Short problem
From the records below, extract every line that contains the string "hillside". Matching is case-sensitive.
### Record excerpts ###
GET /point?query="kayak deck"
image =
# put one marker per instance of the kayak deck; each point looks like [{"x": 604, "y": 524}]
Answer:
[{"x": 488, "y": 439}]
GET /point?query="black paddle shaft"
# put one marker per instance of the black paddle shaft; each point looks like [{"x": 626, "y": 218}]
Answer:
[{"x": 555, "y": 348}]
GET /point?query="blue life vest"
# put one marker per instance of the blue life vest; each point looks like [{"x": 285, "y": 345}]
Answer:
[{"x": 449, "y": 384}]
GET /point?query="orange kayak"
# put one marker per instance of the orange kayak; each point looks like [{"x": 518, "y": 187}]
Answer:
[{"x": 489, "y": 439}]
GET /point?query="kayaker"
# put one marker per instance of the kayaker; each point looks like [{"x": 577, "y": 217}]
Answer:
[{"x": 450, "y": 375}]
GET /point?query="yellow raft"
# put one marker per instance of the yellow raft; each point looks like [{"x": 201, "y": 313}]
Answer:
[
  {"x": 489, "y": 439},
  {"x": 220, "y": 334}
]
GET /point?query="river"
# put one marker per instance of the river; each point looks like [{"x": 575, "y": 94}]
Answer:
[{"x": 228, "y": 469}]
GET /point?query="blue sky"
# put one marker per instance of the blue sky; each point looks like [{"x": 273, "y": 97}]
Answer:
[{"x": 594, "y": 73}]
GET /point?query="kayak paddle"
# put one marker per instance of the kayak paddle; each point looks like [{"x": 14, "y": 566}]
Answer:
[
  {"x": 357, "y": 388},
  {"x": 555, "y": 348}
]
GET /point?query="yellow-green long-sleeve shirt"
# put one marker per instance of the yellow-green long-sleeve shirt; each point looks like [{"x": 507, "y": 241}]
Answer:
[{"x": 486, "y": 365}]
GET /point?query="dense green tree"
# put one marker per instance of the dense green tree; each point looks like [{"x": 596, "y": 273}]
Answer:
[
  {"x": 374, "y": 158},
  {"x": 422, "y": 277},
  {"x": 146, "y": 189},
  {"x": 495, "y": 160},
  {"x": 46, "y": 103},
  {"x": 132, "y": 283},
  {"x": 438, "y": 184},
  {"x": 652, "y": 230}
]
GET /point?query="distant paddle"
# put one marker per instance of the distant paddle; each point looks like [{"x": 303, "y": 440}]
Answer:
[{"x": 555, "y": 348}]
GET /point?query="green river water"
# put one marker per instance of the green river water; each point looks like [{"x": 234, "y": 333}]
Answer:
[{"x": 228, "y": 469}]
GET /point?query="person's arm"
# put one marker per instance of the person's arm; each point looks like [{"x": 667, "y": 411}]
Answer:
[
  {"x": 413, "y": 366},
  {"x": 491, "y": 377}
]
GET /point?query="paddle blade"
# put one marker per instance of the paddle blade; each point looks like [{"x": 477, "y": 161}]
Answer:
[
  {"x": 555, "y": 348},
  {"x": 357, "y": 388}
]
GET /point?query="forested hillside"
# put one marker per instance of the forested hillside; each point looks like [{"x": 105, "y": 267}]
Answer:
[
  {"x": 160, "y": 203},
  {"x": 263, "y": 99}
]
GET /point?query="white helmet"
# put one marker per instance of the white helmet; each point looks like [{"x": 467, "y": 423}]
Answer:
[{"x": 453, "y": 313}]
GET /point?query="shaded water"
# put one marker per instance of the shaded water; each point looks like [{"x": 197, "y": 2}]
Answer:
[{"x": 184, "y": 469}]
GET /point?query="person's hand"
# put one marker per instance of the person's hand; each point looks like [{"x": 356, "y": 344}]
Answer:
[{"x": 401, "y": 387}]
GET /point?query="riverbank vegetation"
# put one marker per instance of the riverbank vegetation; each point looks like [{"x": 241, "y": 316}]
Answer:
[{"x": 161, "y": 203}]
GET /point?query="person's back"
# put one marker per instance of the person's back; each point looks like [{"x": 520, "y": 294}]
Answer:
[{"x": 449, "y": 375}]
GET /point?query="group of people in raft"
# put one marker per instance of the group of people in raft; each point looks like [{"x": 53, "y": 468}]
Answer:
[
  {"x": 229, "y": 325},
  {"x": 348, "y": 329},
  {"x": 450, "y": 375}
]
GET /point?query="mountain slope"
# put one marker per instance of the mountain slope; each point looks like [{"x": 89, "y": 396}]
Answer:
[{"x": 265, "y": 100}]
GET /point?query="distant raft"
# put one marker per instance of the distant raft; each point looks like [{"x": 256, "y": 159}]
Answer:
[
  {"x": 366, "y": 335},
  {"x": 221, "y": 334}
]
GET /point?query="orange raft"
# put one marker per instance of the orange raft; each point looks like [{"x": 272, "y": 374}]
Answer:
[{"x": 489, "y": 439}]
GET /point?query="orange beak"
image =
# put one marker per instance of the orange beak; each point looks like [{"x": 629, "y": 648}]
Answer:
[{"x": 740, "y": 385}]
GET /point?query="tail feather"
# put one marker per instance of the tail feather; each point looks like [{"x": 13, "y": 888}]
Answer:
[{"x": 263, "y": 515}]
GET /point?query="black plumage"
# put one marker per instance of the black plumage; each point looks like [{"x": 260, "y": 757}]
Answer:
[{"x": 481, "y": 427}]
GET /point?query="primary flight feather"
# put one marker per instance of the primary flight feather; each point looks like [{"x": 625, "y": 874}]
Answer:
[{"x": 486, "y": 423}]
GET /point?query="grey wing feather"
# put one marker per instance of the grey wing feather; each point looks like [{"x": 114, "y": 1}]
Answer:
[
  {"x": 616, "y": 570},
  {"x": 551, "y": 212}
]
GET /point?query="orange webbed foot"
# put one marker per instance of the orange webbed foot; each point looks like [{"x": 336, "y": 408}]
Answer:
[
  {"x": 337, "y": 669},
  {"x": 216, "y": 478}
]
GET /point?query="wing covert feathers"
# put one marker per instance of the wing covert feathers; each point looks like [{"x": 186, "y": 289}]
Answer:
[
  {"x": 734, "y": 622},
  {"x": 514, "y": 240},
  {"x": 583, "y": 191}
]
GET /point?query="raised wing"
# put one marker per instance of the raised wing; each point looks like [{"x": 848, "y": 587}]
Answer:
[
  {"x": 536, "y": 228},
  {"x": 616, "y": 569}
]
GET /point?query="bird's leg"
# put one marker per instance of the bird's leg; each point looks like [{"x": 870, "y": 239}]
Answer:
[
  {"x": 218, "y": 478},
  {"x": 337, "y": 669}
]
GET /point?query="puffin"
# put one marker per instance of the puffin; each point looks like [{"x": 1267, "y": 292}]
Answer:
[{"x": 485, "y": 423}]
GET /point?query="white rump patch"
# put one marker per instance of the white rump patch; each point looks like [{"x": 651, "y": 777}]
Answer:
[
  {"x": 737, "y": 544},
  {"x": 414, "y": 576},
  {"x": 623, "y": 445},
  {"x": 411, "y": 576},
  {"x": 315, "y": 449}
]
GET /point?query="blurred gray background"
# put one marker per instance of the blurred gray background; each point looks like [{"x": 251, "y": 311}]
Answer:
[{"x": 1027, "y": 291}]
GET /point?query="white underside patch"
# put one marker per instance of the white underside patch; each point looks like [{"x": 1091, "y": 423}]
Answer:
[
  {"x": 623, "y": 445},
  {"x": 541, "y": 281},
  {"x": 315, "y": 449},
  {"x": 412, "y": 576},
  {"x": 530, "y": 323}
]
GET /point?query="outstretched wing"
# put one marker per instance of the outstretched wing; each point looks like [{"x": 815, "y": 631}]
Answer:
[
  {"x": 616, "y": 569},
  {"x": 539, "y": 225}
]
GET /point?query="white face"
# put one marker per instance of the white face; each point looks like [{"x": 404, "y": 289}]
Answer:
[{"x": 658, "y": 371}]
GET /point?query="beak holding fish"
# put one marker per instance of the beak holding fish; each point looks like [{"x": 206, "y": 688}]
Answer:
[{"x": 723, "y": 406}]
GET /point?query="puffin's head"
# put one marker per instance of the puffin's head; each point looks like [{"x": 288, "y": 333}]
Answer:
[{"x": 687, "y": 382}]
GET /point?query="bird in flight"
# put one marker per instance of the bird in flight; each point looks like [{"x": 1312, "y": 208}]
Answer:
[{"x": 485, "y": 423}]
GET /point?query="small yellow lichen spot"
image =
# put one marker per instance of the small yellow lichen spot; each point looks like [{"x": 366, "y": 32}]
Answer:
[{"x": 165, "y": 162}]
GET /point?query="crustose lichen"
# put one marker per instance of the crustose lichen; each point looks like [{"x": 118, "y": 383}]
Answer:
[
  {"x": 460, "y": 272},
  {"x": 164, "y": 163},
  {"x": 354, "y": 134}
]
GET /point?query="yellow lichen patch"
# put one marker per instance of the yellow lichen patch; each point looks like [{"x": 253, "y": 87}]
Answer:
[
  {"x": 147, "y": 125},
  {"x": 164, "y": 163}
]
###
Exercise solution
GET /point?query="forested hillside"
# put one marker per instance of the forested hillside; each point looks like [{"x": 105, "y": 267}]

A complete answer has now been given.